• _YOUR OBJECTIVE_
How many lines in the listing below contain the string "plant" with matching case? Tally them and reply with the number only.

• _EXTRACTED ENTRIES_
************
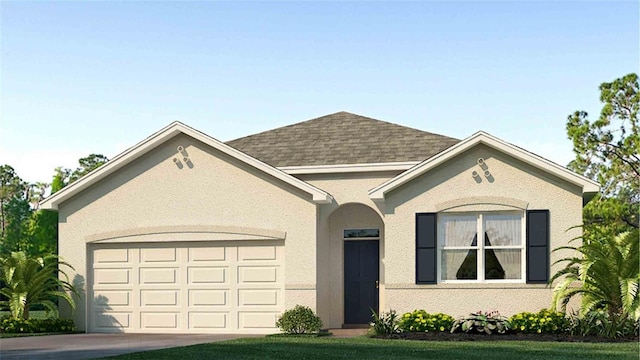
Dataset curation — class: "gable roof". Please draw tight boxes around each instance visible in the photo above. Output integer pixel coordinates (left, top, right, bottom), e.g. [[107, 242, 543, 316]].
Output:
[[40, 121, 333, 210], [226, 111, 459, 167], [369, 131, 600, 202]]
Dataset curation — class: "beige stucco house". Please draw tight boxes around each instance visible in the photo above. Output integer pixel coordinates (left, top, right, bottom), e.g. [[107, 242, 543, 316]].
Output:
[[42, 112, 599, 333]]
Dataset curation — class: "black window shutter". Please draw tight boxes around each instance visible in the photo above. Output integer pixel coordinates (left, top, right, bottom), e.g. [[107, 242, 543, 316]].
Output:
[[527, 210, 550, 284], [416, 213, 438, 284]]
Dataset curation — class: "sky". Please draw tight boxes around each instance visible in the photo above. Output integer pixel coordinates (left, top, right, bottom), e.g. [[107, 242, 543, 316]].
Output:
[[0, 0, 640, 182]]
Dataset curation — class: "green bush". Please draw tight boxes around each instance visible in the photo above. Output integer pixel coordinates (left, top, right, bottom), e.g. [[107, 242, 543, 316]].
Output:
[[0, 317, 76, 334], [399, 310, 454, 332], [451, 311, 511, 334], [568, 309, 640, 338], [509, 309, 569, 334], [369, 309, 400, 335], [276, 305, 322, 334]]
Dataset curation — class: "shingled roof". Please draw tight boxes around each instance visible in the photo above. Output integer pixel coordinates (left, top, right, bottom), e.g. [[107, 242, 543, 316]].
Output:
[[226, 111, 459, 167]]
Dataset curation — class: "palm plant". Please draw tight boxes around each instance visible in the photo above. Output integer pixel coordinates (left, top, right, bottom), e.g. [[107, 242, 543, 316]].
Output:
[[0, 251, 78, 319], [549, 229, 640, 321]]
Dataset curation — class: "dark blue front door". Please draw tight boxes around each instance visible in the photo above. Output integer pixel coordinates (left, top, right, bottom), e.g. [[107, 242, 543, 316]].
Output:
[[344, 240, 379, 324]]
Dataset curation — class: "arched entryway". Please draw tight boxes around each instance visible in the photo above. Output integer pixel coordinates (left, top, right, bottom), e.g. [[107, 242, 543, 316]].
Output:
[[328, 203, 384, 327]]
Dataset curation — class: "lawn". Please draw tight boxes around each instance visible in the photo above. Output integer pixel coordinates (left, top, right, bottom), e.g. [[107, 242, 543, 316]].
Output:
[[110, 337, 639, 360]]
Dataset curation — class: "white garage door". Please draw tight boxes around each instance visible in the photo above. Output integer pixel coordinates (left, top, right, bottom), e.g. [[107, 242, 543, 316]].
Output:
[[88, 241, 284, 333]]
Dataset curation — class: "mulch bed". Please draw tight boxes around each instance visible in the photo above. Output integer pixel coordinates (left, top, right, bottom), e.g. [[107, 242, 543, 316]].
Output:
[[376, 331, 639, 343]]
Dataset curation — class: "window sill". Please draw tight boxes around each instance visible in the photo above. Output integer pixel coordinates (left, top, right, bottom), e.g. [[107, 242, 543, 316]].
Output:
[[385, 283, 551, 290]]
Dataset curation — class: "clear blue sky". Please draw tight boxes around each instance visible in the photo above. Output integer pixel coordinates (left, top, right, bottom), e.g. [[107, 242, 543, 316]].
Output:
[[0, 1, 640, 182]]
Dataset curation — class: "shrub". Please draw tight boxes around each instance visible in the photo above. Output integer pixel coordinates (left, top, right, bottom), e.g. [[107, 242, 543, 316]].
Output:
[[0, 317, 76, 334], [0, 251, 79, 319], [398, 310, 454, 332], [549, 229, 640, 323], [451, 311, 511, 334], [369, 309, 400, 335], [568, 310, 640, 338], [276, 305, 322, 334], [509, 309, 569, 334]]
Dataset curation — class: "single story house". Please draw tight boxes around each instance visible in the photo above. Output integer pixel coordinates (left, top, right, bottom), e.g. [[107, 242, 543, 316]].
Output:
[[42, 112, 599, 334]]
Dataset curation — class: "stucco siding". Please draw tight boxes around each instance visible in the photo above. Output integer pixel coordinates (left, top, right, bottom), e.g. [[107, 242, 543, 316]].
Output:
[[384, 145, 582, 316], [59, 135, 316, 330]]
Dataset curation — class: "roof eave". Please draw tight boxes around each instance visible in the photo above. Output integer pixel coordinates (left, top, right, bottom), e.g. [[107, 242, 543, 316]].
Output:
[[369, 131, 600, 203], [40, 121, 333, 210]]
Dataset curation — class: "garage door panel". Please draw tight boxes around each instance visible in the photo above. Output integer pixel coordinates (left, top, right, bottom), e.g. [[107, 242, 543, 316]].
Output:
[[93, 290, 131, 307], [94, 249, 129, 264], [189, 247, 227, 262], [189, 311, 229, 329], [140, 289, 180, 306], [140, 267, 178, 285], [140, 311, 180, 329], [89, 241, 284, 333], [94, 311, 132, 331], [238, 311, 279, 329], [189, 289, 229, 306], [238, 289, 279, 306], [93, 269, 131, 286], [187, 266, 229, 284], [238, 246, 276, 261], [140, 248, 177, 263], [238, 266, 278, 284]]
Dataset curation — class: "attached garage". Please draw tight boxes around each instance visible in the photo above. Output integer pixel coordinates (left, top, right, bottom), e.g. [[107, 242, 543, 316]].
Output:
[[87, 241, 284, 333]]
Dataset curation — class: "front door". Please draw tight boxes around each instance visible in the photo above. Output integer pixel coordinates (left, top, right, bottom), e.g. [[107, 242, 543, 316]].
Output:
[[344, 240, 379, 324]]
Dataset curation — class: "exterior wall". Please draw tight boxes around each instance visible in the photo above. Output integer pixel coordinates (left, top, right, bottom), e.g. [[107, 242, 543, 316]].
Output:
[[296, 171, 399, 328], [59, 135, 317, 330], [384, 145, 582, 316]]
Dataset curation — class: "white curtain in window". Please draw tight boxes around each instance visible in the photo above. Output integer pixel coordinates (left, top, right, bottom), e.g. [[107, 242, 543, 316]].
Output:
[[438, 215, 478, 247], [485, 249, 522, 279], [484, 215, 522, 246], [484, 215, 522, 279], [438, 215, 477, 280]]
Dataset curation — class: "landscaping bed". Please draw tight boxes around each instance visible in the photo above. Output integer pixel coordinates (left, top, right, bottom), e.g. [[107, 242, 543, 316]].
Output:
[[373, 332, 639, 343]]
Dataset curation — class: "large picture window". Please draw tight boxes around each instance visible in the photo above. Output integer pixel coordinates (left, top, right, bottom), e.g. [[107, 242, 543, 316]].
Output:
[[437, 213, 525, 282]]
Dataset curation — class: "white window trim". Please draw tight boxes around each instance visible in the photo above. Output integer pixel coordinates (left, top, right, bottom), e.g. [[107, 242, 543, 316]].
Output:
[[436, 211, 527, 284]]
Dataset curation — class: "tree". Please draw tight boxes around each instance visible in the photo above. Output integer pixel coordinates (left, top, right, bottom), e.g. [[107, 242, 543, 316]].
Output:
[[567, 74, 640, 234], [0, 165, 31, 253], [0, 165, 27, 240], [69, 154, 109, 183], [51, 154, 109, 194], [0, 252, 78, 319]]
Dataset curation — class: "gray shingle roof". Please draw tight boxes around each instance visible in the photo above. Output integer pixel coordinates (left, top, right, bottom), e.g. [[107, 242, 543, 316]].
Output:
[[227, 112, 459, 167]]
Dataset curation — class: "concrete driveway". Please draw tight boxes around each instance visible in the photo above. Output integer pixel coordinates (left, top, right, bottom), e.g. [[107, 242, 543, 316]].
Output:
[[0, 334, 251, 360]]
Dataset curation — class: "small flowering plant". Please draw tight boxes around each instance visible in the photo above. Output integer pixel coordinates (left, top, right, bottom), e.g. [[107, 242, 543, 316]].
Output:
[[509, 309, 569, 334], [398, 310, 454, 332], [451, 311, 511, 334]]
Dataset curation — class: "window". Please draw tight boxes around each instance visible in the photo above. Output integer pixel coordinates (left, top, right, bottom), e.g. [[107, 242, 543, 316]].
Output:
[[437, 213, 525, 282]]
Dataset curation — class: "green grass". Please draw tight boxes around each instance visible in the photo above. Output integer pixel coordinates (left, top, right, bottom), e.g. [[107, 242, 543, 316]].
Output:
[[105, 337, 639, 360]]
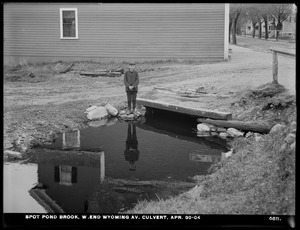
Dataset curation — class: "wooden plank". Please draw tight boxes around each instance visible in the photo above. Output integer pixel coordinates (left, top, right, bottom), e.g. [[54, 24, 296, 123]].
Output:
[[197, 118, 271, 133], [269, 48, 296, 57], [272, 51, 278, 84], [137, 98, 232, 120]]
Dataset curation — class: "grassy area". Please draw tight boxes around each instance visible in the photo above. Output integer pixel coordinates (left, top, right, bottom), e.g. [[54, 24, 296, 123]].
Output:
[[124, 84, 296, 215], [124, 128, 295, 215]]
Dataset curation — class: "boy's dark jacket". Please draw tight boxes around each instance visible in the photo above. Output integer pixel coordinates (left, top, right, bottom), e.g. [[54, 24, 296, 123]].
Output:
[[124, 70, 140, 92]]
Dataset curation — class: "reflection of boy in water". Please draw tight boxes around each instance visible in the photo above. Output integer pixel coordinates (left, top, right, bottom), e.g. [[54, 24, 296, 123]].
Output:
[[124, 123, 140, 171]]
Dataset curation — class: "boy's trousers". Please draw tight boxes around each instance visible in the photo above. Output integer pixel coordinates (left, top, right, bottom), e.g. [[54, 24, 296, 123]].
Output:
[[126, 91, 137, 109]]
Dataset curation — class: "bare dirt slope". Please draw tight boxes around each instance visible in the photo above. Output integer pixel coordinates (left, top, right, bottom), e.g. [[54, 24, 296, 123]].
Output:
[[4, 38, 295, 155]]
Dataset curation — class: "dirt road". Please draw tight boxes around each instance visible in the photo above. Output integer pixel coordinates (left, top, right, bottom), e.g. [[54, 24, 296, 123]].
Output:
[[4, 39, 295, 152]]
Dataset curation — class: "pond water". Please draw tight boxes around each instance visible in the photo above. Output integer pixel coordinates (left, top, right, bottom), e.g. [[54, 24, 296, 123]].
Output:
[[4, 113, 227, 213]]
************
• _SOLUTION FOR THIS EXERCISE_
2